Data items

------------------------------------------------------------------------

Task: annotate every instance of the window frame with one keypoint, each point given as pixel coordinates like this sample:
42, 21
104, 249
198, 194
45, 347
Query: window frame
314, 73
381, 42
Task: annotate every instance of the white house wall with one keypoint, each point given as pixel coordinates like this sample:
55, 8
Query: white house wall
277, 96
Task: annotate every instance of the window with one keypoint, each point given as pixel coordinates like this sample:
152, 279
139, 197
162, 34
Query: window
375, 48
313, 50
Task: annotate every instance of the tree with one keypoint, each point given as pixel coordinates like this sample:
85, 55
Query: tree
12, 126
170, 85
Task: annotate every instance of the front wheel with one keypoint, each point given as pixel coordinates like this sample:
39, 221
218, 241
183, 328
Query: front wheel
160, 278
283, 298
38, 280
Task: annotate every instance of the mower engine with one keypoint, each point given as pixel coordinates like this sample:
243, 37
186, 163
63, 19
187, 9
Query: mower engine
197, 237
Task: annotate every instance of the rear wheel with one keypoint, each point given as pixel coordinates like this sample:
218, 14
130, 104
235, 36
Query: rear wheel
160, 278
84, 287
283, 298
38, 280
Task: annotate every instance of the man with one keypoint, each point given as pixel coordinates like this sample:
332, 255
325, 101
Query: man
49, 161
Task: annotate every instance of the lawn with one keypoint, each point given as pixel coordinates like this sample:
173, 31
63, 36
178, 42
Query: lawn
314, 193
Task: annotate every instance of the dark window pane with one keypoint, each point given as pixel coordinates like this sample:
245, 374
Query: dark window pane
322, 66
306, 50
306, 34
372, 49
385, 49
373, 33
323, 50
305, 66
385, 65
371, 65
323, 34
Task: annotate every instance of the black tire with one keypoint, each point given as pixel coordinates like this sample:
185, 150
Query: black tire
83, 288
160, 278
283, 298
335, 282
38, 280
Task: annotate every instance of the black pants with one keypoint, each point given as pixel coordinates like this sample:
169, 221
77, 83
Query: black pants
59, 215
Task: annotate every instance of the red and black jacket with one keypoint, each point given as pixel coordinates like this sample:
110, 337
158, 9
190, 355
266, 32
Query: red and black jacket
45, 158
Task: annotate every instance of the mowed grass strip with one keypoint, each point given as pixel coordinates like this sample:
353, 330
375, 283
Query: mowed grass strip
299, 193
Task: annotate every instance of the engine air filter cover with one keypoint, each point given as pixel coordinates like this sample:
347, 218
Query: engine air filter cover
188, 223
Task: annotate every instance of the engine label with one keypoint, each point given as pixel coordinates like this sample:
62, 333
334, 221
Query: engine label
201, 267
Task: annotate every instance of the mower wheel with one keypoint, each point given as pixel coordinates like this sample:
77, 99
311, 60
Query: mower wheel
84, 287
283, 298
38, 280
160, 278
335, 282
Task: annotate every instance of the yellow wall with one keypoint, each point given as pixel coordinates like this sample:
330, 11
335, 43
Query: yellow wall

------------------------------------------------------------------------

- _WHAT TO WORK ON_:
Retyping every line above exactly is all that is needed.

- _FINISHED TASK_:
Task: annotate every instance of the window frame with one keypoint, each point given as pixel coordinates like this sample:
42, 21
104, 249
198, 194
45, 347
Query: window frame
314, 73
381, 42
Task: annotate every instance of the white house wall with one keypoint, each point given as pixel coordinates like this sample:
55, 8
Query: white house wall
277, 96
Task: annotate every instance of the window with one keypoint, each point given as pixel coordinates like this sample:
152, 279
139, 197
162, 34
Query: window
375, 48
313, 50
Task: annotate every instance of the tree with one keypoint, each point given as pixel coordinates like this sample:
85, 55
Query: tree
12, 126
170, 85
Task: annotate every instance of the front wheel with one keypoint, each point given as pixel coordinates like this sample:
39, 221
218, 241
183, 328
Query: front wheel
160, 278
283, 298
38, 280
Task: annotate every instance of the mower engine with one keypoint, each point given as pixel coordinates like this sample:
243, 37
186, 163
63, 19
187, 9
Query: mower engine
197, 237
Task: annotate every instance of the rear wheel with one keypoint, each point given as pixel coordinates like this sample:
218, 14
130, 104
235, 36
Query: rear wheel
160, 278
84, 287
283, 298
38, 280
Task: annotate every instance of the man with one keypoint, each point given as pixel coordinates like this sample:
332, 255
325, 101
Query: man
49, 161
Task: annotate every instance of the lawn with one keypoint, each point given as pixel coordinates like this sample:
173, 31
63, 36
178, 42
Query: lawn
314, 193
Task: annotate every instance of the dark window pane with one keypoint, each point given as pixel coordinates like this sample:
245, 374
Query: dark window pane
322, 66
306, 50
306, 34
372, 49
385, 49
373, 33
323, 50
305, 66
385, 65
371, 65
323, 34
Task: annotate every instance of the black tire with one keypoint, each point given as pixel coordinates like this sample:
185, 150
Query: black tire
83, 288
160, 278
283, 298
335, 282
38, 280
Task: annotate every instance of the black pants with one keypoint, each point given as pixel coordinates like this sample:
169, 221
77, 83
Query: black pants
59, 215
Task: annotate every instance of the red and black jacket with one keypoint, each point given as pixel coordinates like this sample:
110, 337
158, 9
190, 355
266, 32
Query: red and black jacket
45, 158
Task: annotate every instance of the mowed grass strip with one keypoint, each point given as pixel coordinates like this sample:
353, 330
375, 283
Query: mowed grass strip
299, 193
Task: annotate every instance of the engine air filter cover with one keypoint, each point given as pixel coordinates like this sample:
347, 218
Query: engine air filter cover
188, 223
Task: annotate every instance of the engine label with one keypoint, each point given as pixel coordinates like this sample:
62, 333
334, 221
Query: engine label
201, 267
Task: annotate every instance of the mower wheel with one keypoint, each point given as pixel coordinates like this sample:
77, 99
311, 60
Query: mower wheel
84, 287
283, 298
38, 280
160, 278
335, 282
Task: annotate every instance of the yellow wall with one keypoint, each point given as pixel coordinates like this sample:
330, 11
335, 43
Query: yellow wall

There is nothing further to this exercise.